_TASKS TO PERFORM_.
1. Render this sentence from the legal text in Spanish: "The Second Circuit 'treat[s] claims under the two statutes identically.'"
2. Retype the legal text from "Title II of" to "(2d Cir. 2003.)", character for character.
***** PAGE TEXT *****
When ruling on a motion to dismiss under 12(b)(6), a district court errs if it relies on additional materials not included in the pleadings or relies on "factual allegations contained in legal briefs or memoranda." Friedl v. City of New York, 210 F.3d 79, 83-84 (2d Cir. 2000).

B. ADA/Rehabilitation Acts

Title II of the ADA requires that "no qualified individual with a disability shall, by reason of such disability, be excluded from participation in or be denied the benefits of the services, programs, or activities of a public entity, or be subjected to discrimination by any such entity." 42 U.S.C. § 12132. Section 504 of the Rehabilitation Act requires that "[n]o otherwise qualified individual with a disability . . . shall, solely by reason of her or his disability, be excluded from the participation in, be denied the benefits of, or be subjected to discrimination under any program or activity receiving Federal financial assistance." 29 U.S.C. § 794(a). The Second Circuit "treat[s] claims under the two statutes identically." Henrietta D. v. Bloomberg, 331 F.3d 261, 272 (2d Cir. 2003.)
***** RECORDS *****
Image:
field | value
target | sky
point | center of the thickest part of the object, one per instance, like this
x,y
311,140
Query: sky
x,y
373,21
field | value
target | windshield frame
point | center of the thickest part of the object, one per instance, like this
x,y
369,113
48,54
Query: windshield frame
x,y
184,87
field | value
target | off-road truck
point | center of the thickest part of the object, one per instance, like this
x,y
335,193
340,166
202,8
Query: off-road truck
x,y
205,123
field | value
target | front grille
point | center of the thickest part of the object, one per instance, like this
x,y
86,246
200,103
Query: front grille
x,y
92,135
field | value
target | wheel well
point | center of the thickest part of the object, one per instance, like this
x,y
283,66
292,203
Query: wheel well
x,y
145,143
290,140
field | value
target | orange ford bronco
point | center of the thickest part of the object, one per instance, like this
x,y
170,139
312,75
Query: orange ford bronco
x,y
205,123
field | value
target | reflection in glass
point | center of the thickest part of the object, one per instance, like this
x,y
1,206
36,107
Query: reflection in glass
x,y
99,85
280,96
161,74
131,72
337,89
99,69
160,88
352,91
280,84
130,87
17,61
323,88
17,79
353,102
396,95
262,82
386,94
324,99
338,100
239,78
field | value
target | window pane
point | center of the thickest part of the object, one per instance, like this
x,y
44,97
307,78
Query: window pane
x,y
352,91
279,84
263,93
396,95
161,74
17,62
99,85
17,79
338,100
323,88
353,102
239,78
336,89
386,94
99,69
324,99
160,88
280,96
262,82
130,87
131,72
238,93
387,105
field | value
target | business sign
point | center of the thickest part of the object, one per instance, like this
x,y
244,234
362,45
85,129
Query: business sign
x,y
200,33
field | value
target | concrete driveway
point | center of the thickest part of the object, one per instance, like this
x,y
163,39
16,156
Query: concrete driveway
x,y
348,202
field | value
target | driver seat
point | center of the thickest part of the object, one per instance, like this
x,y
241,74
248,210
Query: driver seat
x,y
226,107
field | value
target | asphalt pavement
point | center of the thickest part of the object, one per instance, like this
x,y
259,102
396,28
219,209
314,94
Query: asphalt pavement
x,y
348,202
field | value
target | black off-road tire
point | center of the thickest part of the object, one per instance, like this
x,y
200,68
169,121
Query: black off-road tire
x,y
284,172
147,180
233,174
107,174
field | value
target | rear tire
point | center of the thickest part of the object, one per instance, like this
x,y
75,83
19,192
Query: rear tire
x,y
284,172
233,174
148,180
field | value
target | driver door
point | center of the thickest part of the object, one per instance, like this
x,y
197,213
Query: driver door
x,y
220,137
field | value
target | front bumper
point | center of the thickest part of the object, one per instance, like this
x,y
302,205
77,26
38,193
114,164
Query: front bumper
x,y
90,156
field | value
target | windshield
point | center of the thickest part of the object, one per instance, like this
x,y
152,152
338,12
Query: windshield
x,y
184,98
*****
_RESPONSES PER TASK_.
1. El Segundo Circuito «trat[a] de manera idéntica las reclamaciones en virtud de las dos leyes».

2.
Title II of the ADA requires that "no qualified individual with a disability shall, by reason of such disability, be excluded from participation in or be denied the benefits of the services, programs, or activities of a public entity, or be subjected to discrimination by any such entity." 42 U.S.C. § 12132. Section 504 of the Rehabilitation Act requires that "[n]o otherwise qualified individual with a disability . . . shall, solely by reason of her or his disability, be excluded from the participation in, be denied the benefits of, or be subjected to discrimination under any program or activity receiving Federal financial assistance." 29 U.S.C. § 794(a). The Second Circuit "treat[s] claims under the two statutes identically." Henrietta D. v. Bloomberg, 331 F.3d 261, 272 (2d Cir. 2003.)